* _DOCUMENT TEXT_:
──────────────────────────────
For the sham therapy, an identical-looking device with the same configuration was used, except that it contained low-power LEDs (650 nm, 0.02 mW per diode) instead of lasers. This ensured visual mimicry while preventing therapeutic laser energy delivery.

All measurements were captured by researchers who were blinded to the treatment allocation and otherwise uninvolved in the intervention.

The primary outcome was assessed using a visual analogue scale (VAS) for LBP. Each patient was instructed to mark their pain on a 10-cm-long scale according to severity. A score of 0 indicated no pain while 10 indicated extreme pain [16].

Secondary outcomes were measured using the Oswestry Disability Index-Korean test (ODI-K), Schober’s test, and a 36-item Short Form 36 (SF-36).

The ODI-K is a valid and reliable instrument used to assess the degree of disability in LBP patients. It comprises 10 items, namely, pain, sleeping, walking, carrying items, personal care, standing, sitting, social and sexual activities, and traveling. Each item is scaled from 0 to 5, so total scores range from 0 to 50, with higher values representing greater disability [17, 18].

In Schober’s test, the lumbosacral junction (as indicated by the dimples of Venus) was marked while the participant stood erect, and a second mark was placed 10 cm above the junction. The participant was then asked to bend forward as far as possible as though to touch the toes, and the new distance between the marks was measured [19].

The participants’ health-related quality of life was assessed through the Medical Outcomes Study 36-Item Short Form Health Survey (SF-36). The 8 components (physical functioning, physical role functioning, bodily pain, general health perceptions, vitality, social role functioning, emotional role functioning, and mental health) were aggregated into a physical component summary and a mental component summary. Scores on each subscale ranged from 0 to 100, with higher scores indicating better health. A difference of more than 2 points was considered clinically meaningful for both the physical and mental subscales [20].
──────────────────────────────
* _MATERIAL SHOWN_:
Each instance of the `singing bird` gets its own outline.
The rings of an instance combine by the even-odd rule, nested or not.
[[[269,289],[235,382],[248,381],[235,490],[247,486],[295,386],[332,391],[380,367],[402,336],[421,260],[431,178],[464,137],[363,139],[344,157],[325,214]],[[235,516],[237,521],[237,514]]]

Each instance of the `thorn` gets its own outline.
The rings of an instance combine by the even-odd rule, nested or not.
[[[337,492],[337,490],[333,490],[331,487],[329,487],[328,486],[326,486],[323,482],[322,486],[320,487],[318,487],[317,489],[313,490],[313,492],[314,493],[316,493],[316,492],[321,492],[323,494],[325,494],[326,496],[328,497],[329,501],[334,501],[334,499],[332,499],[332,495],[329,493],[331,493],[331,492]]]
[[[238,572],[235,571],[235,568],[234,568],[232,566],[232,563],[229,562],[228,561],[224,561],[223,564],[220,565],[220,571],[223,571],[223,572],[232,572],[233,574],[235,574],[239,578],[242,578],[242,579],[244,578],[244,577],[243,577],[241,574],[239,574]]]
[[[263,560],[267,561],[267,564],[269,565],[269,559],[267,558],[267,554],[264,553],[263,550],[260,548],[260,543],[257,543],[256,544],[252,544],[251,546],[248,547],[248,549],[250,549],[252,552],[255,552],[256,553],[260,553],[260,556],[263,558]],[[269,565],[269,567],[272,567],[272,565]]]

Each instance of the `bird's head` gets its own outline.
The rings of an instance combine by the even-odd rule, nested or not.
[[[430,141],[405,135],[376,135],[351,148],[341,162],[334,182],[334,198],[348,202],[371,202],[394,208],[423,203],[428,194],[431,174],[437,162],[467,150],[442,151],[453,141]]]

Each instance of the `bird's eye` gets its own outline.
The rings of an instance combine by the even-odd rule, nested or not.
──────────────────────────────
* _ACTIONS TO TAKE_:
1. In the low back pain study methods text, what kind of light source did the sham device contain instead of lasers?
2. Resume the low back pain study methods text from the point where it stops.

* _EXERCISE RESPONSES_:
1. Low-power LEDs (650 nm, 0.02 mW per diode).

2.
In a previous study conducted by Djavid et al., the efficacy of LLLT combined with exercise was compared to sham laser therapy plus exercise on Visual Analogue Scale (VAS) scores after 12 weeks. In their study, the difference in VAS scores between the experimental group and the control group was calculated with a mean of 1.8 and a standard deviation of 1.503 when assessing the change in VAS scores between baseline and 12 weeks post-treatment. Therefore, based on an effect size of 1.8, a standard deviation of 1.503, a significance level of 0.5, a power of 0.8, and a dropout rate of 20%, the required minimum sample size for this study was calculated to be 14 participants per group, resulting in a total of 28 participants. Ultimately, we enrolled 30 patients.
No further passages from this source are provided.